══ Records provided

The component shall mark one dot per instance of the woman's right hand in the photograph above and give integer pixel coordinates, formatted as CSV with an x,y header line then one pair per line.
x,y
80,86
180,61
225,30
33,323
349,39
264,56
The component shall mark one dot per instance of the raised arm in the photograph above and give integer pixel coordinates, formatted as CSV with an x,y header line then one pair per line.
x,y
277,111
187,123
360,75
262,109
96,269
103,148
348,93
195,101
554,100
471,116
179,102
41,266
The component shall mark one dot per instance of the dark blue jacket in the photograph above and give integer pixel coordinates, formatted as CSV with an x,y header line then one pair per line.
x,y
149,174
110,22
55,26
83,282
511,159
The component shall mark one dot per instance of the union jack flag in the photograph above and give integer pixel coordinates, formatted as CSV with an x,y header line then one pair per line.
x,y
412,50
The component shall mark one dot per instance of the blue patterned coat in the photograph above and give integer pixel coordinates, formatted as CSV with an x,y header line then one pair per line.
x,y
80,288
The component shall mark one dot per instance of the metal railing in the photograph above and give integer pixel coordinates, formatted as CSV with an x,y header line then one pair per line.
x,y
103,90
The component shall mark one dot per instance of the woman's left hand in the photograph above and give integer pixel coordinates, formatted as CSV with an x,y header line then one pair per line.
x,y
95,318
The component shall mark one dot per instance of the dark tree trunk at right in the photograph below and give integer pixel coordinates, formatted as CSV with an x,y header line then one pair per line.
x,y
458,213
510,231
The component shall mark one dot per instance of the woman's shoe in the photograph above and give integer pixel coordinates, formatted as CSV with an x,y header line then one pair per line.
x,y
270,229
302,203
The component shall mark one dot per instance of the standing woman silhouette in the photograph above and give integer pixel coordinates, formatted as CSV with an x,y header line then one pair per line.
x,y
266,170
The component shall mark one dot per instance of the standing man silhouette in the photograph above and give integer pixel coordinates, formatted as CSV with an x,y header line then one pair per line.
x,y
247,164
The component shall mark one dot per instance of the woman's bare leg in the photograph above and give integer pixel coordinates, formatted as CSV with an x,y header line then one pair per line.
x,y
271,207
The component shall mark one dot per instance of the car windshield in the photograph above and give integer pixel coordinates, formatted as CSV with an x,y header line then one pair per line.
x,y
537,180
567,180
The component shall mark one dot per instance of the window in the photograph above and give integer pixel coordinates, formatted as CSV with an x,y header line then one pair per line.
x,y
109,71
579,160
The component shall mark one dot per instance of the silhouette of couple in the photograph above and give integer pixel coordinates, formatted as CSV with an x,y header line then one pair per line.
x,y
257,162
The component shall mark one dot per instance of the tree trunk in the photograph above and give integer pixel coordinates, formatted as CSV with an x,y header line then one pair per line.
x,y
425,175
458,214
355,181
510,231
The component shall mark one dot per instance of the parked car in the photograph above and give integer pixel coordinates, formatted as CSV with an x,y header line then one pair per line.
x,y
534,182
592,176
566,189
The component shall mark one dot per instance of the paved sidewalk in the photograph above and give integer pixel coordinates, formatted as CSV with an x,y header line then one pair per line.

════

Problem
Copy out exactly the lines from the line with "The component shall mark one dot per instance of the silhouette" to the end of the listing, including both of those lines, and give nothing else.

Written solution
The component shall mark one dot per instance of the silhouette of couple in the photograph above and give integer pixel coordinates, formatted as CSV with an x,y header line then one pair per line.
x,y
257,162
The component shall mark one dot per instance of the tree trunk in the photograph above and give integer pixel coordinates, formatted as CSV with an x,y header line then one pair per line.
x,y
425,175
458,214
355,181
510,231
The component shall mark one dot per instance of the parked car in the photograph above and give integer pixel coordinates, formatted as CSV with an x,y header line then one pair per line.
x,y
534,182
592,176
566,189
The component shall mark one dot per instance of the paved sidewalk in the photograph above and give integer pixel coordinates, formatted as CSV with an x,y header line then one pair per line.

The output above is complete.